[Items from a data source]
_ _ _ _

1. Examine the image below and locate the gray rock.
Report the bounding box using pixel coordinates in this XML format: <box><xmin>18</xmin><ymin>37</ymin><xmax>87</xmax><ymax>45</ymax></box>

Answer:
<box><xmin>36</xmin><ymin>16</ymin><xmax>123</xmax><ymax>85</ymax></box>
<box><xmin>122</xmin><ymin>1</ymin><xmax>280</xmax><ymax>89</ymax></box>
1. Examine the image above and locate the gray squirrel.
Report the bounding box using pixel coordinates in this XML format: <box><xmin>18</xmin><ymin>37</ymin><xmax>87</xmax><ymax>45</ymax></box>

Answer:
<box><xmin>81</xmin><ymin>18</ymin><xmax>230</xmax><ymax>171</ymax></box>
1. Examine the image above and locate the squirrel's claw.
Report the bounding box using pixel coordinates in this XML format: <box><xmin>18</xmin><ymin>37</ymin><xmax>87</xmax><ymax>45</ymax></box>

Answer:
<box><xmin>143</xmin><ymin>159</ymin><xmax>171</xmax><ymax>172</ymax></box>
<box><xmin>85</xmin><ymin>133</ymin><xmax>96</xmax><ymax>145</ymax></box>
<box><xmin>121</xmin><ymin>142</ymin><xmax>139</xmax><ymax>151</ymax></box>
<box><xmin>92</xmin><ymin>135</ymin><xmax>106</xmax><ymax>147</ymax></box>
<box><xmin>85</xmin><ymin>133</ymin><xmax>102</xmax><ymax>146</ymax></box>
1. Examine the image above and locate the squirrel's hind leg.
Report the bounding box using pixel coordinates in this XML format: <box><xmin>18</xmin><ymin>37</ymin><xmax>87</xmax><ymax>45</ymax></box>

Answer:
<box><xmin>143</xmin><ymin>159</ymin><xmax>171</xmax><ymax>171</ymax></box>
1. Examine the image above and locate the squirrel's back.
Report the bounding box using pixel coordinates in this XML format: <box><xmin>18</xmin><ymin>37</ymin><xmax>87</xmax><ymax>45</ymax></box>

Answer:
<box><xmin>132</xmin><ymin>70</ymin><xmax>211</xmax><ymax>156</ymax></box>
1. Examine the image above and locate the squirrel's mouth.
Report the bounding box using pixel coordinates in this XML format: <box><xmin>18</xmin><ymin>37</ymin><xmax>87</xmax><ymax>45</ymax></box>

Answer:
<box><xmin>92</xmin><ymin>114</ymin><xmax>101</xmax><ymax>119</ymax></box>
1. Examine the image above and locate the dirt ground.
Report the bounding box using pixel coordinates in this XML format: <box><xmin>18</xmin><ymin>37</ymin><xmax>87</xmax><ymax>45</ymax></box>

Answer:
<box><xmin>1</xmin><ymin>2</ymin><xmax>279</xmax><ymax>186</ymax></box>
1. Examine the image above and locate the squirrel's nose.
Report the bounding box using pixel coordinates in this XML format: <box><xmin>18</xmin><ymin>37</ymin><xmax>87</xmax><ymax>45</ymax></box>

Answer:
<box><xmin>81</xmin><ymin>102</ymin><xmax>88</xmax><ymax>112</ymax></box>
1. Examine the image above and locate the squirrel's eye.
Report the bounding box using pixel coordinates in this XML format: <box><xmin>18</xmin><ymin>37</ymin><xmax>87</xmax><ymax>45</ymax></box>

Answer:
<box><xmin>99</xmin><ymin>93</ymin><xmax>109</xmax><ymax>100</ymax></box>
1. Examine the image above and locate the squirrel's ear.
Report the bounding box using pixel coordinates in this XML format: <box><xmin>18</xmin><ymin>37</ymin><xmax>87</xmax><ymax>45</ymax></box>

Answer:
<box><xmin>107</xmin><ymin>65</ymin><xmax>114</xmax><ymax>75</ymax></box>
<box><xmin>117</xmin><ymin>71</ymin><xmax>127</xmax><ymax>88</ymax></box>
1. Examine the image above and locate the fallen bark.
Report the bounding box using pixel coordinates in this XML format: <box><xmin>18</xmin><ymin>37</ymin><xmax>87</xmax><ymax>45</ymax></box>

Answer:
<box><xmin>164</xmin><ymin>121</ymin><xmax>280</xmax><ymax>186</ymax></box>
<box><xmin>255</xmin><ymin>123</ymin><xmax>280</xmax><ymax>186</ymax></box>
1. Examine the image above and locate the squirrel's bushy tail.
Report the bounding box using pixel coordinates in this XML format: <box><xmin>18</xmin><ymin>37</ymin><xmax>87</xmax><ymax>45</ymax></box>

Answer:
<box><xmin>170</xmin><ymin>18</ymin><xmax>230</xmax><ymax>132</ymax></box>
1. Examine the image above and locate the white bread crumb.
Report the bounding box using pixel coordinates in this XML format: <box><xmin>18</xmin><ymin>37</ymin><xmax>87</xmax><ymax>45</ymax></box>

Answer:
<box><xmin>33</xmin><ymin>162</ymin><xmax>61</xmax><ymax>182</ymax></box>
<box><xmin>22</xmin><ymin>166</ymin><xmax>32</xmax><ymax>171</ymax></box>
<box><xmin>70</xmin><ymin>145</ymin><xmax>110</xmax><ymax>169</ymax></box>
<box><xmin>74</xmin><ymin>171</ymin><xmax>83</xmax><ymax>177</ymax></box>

_ _ _ _

## Exercise directions
Where the word "gray" shows up in a line of the entries above, copy that line.

## Response below
1. Examine the image below and locate the gray rock.
1. Examine the image above and locate the gray squirrel.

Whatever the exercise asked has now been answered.